Required action 1 —
Please answer these from the Supreme Court article:
(a) Which two state supreme courts held oral arguments by video conferencing last week?
(b) On what date did the justices last meet in public?
(c) Who is the only justice in the room during the private teleconference conferences?
Required action 2 —
List every date the Supreme Court article gives for the justices' argument sessions.

Selected text —
The court announced the change in a news release.

“In keeping with public health guidance in response to COVID-19, the justices and counsel will all participate remotely,” the statement said. “The court anticipates providing a live audio feed of these arguments to news media. Details will be shared as they become available.”

That would eliminate a concern some justices have cited in opposing the live broadcast of arguments: the threat of disruption in the courtroom that would violate the court’s normal decorum.

But groups and individuals who watch the court see potential for lasting change.

Dan Epps, a law professor at Washington University in St. Louis and former Supreme Court clerk, tweeted: “Once the Court does this once and the sky doesn’t fall, it will be hard to justify not providing live audio for arguments in the future.”

While state supreme courts in Texas and Kansas last week held oral arguments via video conferencing, the Supreme Court will not go that route. Lawyers representing their clients will not be able to see the justices.

Supreme Court will take up Trump effort to shield financial records

The court normally concludes oral arguments in April, so that it may concentrate on opinion writing before its normal conclusion at the end of June. It is unclear whether that usual deadline will still hold. The court’s news release said the justices would hold argument sessions on May 4, 5, 6, 11, 12 and 13.

The justices last met in public on March 9. They have since issued opinions on the court’s website. They have met in private conference via teleconference, with only Chief Justice John G. Roberts Jr. in the room where justices gather to discuss the court’s business.

The court said a schedule of which cases would be heard on the May dates will be released after consultation with advocates.

Study material —
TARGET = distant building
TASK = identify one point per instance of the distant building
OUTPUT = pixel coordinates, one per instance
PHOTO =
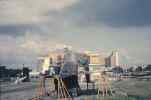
(113, 59)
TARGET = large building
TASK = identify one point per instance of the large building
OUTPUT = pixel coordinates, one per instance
(113, 59)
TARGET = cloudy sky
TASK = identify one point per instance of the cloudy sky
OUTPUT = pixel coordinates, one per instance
(29, 28)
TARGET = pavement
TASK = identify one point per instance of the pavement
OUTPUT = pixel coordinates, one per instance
(134, 88)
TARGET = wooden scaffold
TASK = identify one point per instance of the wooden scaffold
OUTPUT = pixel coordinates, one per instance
(62, 92)
(104, 85)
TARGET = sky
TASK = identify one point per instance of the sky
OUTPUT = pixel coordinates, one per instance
(29, 28)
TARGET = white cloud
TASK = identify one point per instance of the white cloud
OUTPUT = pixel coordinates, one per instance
(28, 11)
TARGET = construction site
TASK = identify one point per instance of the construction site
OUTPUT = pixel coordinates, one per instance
(72, 76)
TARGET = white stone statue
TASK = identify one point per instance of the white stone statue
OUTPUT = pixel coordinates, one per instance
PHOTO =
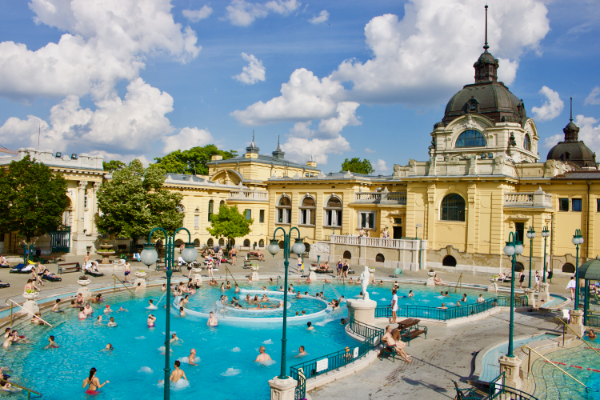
(365, 277)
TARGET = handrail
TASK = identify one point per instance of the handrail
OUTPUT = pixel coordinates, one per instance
(26, 310)
(554, 365)
(25, 388)
(115, 279)
(579, 336)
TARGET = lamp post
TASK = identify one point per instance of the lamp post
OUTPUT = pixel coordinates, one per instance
(545, 235)
(512, 249)
(530, 235)
(577, 240)
(149, 256)
(299, 249)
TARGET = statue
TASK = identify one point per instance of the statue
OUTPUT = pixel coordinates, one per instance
(364, 282)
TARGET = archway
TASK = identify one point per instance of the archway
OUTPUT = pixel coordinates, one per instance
(449, 261)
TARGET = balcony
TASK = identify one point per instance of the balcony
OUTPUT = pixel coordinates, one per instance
(537, 199)
(248, 195)
(383, 197)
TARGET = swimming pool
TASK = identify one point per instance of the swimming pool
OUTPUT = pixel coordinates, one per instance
(491, 366)
(581, 362)
(226, 354)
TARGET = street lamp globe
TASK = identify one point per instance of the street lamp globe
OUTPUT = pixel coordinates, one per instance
(189, 254)
(149, 254)
(509, 249)
(299, 248)
(274, 247)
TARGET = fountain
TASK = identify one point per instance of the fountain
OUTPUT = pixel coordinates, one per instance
(105, 252)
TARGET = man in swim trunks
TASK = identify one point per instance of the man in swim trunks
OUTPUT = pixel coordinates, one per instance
(262, 357)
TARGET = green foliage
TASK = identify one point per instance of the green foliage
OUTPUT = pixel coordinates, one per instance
(357, 165)
(134, 202)
(113, 165)
(32, 198)
(194, 159)
(229, 223)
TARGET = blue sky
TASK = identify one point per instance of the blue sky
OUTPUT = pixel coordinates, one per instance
(132, 79)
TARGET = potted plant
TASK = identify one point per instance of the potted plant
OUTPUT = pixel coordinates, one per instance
(84, 280)
(30, 294)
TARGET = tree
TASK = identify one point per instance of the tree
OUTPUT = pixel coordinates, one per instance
(192, 161)
(229, 223)
(134, 202)
(357, 165)
(32, 199)
(113, 165)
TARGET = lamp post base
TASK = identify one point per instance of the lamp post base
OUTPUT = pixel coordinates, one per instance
(282, 389)
(511, 367)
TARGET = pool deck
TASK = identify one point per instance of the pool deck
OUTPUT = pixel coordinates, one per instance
(447, 354)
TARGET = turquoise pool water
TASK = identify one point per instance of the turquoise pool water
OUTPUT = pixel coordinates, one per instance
(226, 353)
(552, 384)
(490, 364)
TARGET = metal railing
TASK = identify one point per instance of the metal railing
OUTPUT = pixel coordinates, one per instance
(115, 279)
(24, 309)
(333, 361)
(498, 389)
(450, 313)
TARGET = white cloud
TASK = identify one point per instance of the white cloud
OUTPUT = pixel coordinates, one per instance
(117, 125)
(319, 19)
(186, 139)
(243, 13)
(551, 108)
(593, 97)
(106, 42)
(253, 72)
(381, 167)
(197, 15)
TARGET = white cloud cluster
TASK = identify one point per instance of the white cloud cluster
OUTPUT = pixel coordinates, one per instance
(197, 15)
(551, 108)
(319, 19)
(106, 42)
(594, 97)
(243, 13)
(417, 60)
(253, 72)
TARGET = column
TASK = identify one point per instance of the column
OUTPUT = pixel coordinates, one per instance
(80, 206)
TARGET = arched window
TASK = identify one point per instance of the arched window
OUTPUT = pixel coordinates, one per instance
(449, 261)
(470, 138)
(333, 212)
(527, 143)
(211, 205)
(453, 208)
(307, 211)
(568, 268)
(284, 210)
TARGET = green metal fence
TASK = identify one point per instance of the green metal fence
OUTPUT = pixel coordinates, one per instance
(333, 361)
(450, 313)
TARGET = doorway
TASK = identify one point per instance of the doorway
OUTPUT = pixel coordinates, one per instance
(397, 232)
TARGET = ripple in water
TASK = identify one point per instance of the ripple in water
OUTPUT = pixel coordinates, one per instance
(231, 372)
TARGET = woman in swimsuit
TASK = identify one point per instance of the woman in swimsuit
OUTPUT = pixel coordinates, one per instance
(93, 382)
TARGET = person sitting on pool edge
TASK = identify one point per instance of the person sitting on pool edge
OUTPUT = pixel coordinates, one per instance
(262, 357)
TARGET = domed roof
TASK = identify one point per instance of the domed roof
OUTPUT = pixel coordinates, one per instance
(489, 98)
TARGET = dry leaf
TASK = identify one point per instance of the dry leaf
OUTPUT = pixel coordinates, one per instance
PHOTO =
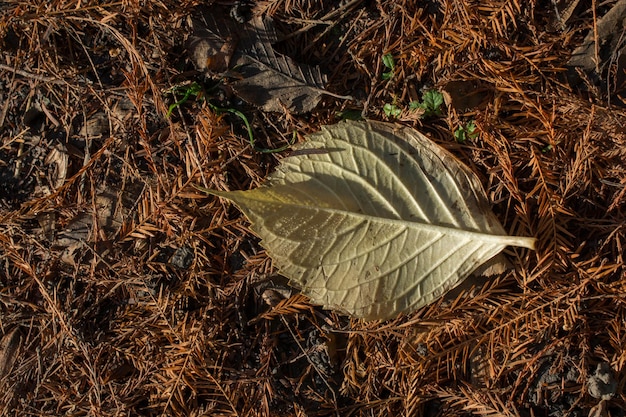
(266, 78)
(374, 219)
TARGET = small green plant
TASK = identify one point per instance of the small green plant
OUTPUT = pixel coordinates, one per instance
(391, 110)
(390, 64)
(431, 103)
(196, 90)
(467, 131)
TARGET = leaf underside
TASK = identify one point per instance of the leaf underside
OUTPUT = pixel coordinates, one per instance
(268, 79)
(374, 219)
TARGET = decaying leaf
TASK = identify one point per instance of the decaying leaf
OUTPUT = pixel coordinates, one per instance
(374, 219)
(265, 77)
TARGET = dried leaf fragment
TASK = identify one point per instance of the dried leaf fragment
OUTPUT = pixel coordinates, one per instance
(374, 219)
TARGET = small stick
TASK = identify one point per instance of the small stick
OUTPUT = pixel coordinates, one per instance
(31, 75)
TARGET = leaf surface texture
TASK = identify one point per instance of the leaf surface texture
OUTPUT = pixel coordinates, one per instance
(374, 219)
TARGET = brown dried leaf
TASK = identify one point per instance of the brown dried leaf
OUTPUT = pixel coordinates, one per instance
(270, 80)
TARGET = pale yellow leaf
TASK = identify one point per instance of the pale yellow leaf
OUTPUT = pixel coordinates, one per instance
(373, 219)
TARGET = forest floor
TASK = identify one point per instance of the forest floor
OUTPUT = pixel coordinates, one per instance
(126, 291)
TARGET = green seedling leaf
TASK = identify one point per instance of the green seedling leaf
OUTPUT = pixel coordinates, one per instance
(468, 131)
(373, 219)
(350, 114)
(432, 101)
(390, 63)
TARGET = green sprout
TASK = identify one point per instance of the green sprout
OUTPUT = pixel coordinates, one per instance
(391, 110)
(431, 103)
(194, 89)
(390, 63)
(468, 131)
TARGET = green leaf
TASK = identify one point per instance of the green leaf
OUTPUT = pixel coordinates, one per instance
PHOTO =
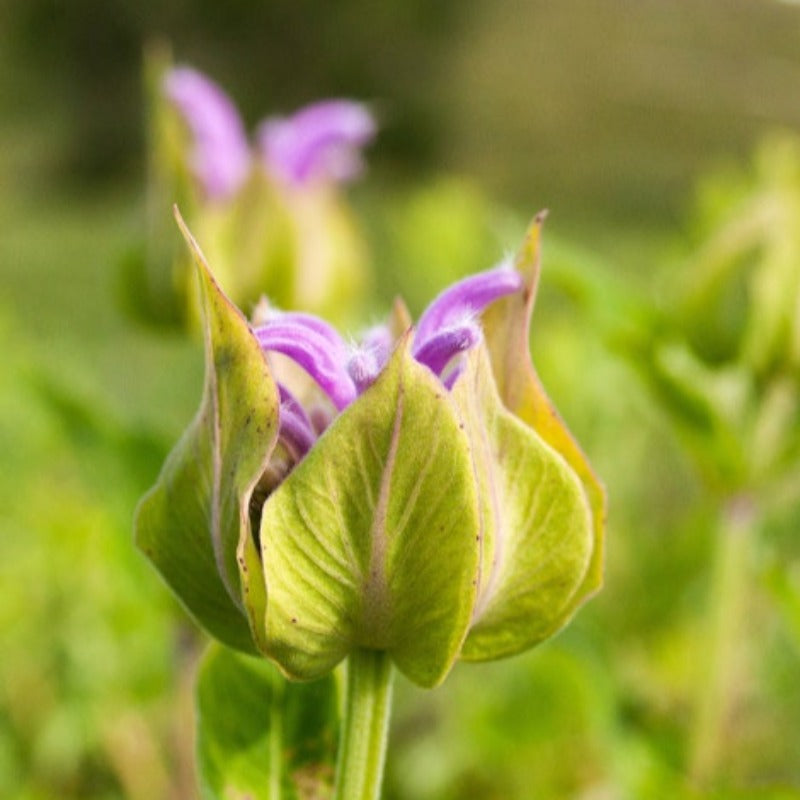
(259, 737)
(506, 324)
(194, 520)
(370, 542)
(536, 531)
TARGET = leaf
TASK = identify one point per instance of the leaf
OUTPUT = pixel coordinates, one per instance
(506, 324)
(191, 523)
(536, 528)
(370, 542)
(259, 737)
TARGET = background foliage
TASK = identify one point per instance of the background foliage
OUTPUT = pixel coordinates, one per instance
(612, 114)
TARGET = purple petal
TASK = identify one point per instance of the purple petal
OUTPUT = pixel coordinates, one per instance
(313, 323)
(369, 358)
(321, 141)
(379, 341)
(295, 427)
(464, 299)
(437, 352)
(363, 367)
(313, 352)
(220, 158)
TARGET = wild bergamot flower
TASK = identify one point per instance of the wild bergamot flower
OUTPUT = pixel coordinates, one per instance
(411, 492)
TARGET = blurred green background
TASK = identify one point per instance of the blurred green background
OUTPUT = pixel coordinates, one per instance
(636, 123)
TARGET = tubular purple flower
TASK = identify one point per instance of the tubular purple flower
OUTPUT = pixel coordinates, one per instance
(321, 141)
(295, 429)
(440, 348)
(468, 297)
(221, 156)
(314, 352)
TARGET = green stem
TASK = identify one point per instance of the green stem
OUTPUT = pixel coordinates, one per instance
(276, 713)
(362, 746)
(723, 661)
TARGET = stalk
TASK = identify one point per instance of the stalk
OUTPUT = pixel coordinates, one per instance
(728, 604)
(367, 707)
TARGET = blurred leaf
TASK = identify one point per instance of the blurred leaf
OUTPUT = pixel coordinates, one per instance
(260, 737)
(194, 524)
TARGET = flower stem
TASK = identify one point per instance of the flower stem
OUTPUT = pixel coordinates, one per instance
(362, 747)
(723, 662)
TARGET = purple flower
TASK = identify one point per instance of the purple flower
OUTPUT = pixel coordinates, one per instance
(220, 158)
(447, 329)
(320, 142)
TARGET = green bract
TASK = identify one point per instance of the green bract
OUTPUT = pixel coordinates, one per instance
(443, 512)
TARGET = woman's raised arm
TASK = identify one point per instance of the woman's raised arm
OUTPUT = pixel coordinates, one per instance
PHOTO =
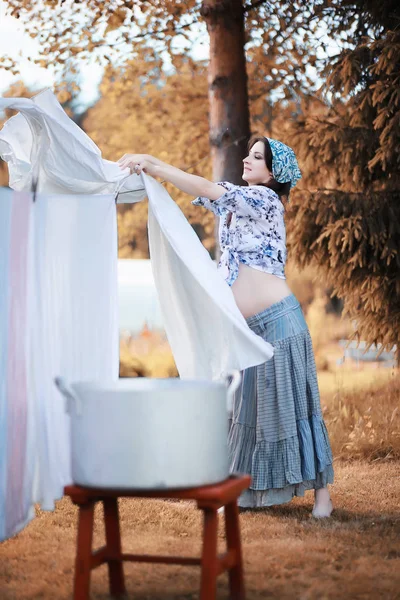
(191, 184)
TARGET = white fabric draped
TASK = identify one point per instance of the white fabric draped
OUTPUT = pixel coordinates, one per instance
(58, 316)
(58, 286)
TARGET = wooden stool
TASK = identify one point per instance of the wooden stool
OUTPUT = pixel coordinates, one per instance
(209, 499)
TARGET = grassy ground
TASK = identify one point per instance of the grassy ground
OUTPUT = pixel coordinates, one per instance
(354, 555)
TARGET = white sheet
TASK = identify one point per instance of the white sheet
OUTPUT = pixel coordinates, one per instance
(58, 316)
(207, 333)
(58, 294)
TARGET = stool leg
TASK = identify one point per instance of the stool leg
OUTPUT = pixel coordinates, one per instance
(113, 541)
(84, 551)
(208, 585)
(236, 580)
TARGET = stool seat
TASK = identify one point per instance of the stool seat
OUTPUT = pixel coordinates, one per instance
(209, 499)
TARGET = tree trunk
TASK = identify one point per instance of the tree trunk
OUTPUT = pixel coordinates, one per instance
(227, 91)
(227, 78)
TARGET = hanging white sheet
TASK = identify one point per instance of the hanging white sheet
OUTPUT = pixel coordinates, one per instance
(58, 300)
(207, 333)
(58, 315)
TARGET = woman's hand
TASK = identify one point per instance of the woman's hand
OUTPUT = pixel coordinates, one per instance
(137, 163)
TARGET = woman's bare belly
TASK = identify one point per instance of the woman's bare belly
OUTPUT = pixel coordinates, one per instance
(254, 290)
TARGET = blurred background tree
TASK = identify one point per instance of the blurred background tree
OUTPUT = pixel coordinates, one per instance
(322, 76)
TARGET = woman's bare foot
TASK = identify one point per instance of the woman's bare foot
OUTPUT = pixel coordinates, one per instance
(323, 504)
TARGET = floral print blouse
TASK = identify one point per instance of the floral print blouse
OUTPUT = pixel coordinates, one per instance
(251, 231)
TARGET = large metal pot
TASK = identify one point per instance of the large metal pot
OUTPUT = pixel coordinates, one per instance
(148, 433)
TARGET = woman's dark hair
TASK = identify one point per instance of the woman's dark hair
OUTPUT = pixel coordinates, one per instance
(282, 189)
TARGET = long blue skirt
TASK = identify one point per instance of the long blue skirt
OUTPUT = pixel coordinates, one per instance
(277, 433)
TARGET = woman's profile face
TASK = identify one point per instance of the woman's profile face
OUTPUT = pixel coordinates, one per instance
(255, 171)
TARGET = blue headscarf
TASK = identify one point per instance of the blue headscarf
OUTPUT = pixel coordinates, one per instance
(284, 163)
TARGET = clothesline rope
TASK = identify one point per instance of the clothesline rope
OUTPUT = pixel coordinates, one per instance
(234, 143)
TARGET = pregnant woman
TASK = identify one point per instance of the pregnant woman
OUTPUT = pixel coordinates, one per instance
(277, 434)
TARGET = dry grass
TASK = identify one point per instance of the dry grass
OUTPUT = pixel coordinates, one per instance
(354, 555)
(365, 423)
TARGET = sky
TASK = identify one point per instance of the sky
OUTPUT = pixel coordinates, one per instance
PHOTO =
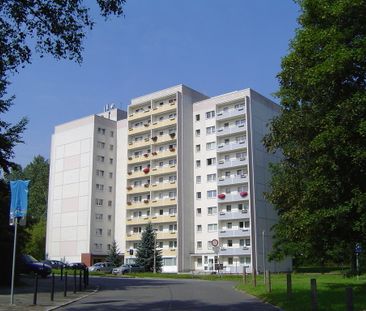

Task solution 1 —
(a) Texas and Kansas
(b) March 9
(c) Chief Justice John G. Roberts Jr.

Task solution 2 —
May 4, May 5, May 6, May 11, May 12, May 13